Entries from a dataset
____________________
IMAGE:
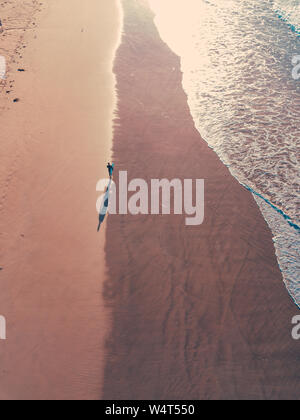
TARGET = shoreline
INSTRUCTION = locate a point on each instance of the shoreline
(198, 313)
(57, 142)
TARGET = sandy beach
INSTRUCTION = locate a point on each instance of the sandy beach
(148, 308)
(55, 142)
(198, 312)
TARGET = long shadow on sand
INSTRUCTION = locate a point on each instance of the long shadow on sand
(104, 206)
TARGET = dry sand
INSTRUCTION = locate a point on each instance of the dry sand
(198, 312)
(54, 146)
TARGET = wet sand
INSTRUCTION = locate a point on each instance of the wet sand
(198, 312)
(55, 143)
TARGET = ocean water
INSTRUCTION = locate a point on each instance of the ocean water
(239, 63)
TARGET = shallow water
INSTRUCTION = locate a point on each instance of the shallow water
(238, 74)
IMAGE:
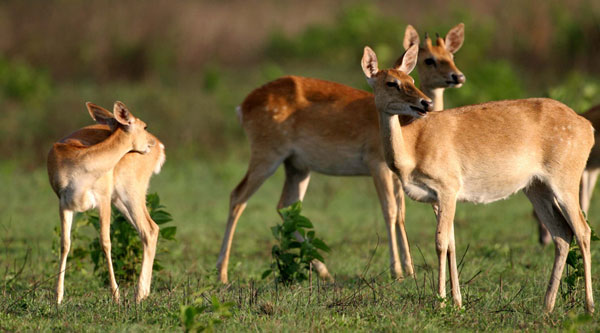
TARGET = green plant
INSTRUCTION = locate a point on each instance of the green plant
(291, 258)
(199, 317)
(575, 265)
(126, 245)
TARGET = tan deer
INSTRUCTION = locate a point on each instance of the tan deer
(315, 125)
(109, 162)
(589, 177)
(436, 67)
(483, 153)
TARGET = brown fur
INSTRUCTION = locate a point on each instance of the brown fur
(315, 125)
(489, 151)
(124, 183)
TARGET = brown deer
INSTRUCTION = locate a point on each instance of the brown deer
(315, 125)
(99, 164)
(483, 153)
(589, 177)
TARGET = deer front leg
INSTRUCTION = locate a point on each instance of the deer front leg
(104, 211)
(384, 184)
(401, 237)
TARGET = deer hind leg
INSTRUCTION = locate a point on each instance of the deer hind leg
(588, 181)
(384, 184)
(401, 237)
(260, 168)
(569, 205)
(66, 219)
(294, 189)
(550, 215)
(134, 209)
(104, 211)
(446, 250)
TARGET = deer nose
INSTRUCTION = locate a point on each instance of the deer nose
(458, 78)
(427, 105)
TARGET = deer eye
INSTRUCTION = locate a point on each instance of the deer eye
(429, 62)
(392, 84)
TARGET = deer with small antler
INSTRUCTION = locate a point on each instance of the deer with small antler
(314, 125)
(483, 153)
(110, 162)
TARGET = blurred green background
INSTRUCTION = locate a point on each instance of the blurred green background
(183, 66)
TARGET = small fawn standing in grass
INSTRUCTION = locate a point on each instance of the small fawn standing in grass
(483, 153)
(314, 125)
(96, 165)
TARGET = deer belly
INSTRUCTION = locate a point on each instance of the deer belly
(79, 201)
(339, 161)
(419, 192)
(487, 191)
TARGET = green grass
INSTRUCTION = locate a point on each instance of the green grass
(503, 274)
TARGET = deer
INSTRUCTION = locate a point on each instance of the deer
____________________
### Written exercise
Edit the rows above by replacing each "locate" with "mark" and leaving every other line unchanged. Give the rows without the pictures.

### Final answer
IMAGE:
TARGET = shoreline
INSTRUCTION = mark a point on each instance of the shoreline
(198, 313)
(57, 142)
TARGET = sandy beach
INSTRUCTION = mark a point on each instance of the sandy beach
(148, 308)
(55, 142)
(198, 312)
TARGET = long shadow on sand
INSTRUCTION = mark a point on each instance of the long shadow on sand
(104, 206)
TARGET = dry sand
INSTRUCTION = mark a point on each instance of the dry sand
(198, 312)
(54, 146)
TARGET = wet sand
INSTRUCTION = mark a point on each instance of the wet sand
(198, 312)
(55, 143)
TARGET = ocean water
INSTRUCTION = mark a point on each instance of the ocean water
(239, 63)
TARGET = shallow water
INSTRUCTION = mark a point on each instance of the shallow water
(238, 74)
IMAGE:
TARGET = green plant
INSTRUCTION = mark a point on each instance of the green plant
(291, 258)
(199, 317)
(575, 265)
(126, 245)
TARGET = tan deer
INSTRUCTION = mark a point on each instance of the tan deer
(315, 125)
(109, 162)
(589, 177)
(436, 67)
(483, 153)
TARGET = brown fur
INSTRUCTION = mark a point on each instance of the brown fur
(315, 125)
(489, 151)
(124, 183)
TARGET = brown deer
INSTRUCTION = mark a point on each instance of the brown deer
(315, 125)
(99, 164)
(483, 153)
(589, 177)
TARGET = deer front leg
INSTRUCTION = mark a point on each instance of the deer front leg
(104, 211)
(384, 184)
(401, 237)
TARGET = deer hind leg
INSTRUCTION = mark a point on each instance of the deer hind leg
(588, 181)
(384, 184)
(401, 237)
(260, 168)
(569, 205)
(66, 219)
(294, 189)
(550, 215)
(134, 209)
(104, 211)
(446, 250)
TARGET = deer nose
INSTRUCTION = mark a point on each instance of the deer nose
(458, 78)
(427, 105)
TARGET = deer eye
INSTRUCTION = mark a point on each instance of the deer eye
(429, 62)
(392, 84)
TARGET = deer with small antler
INSTRUCTION = mark a point on each instance of the deer with small antler
(314, 125)
(483, 153)
(110, 162)
TARGET = blurred green background
INSTRUCTION = mark a point on each instance of the blurred green background
(183, 66)
TARGET = small fawn standing in grass
INSTRUCTION = mark a point on each instance of the small fawn standing in grass
(483, 153)
(314, 125)
(96, 165)
TARGET = deer belly
INSTRUCTION = mark a point on each instance of the deer belly
(79, 201)
(339, 161)
(419, 192)
(487, 191)
TARGET = green grass
INSTRUCTION = mark a point on each instance of the green grass
(503, 274)
TARGET = deer
INSTRUCTION = mark a point on each instance of the deer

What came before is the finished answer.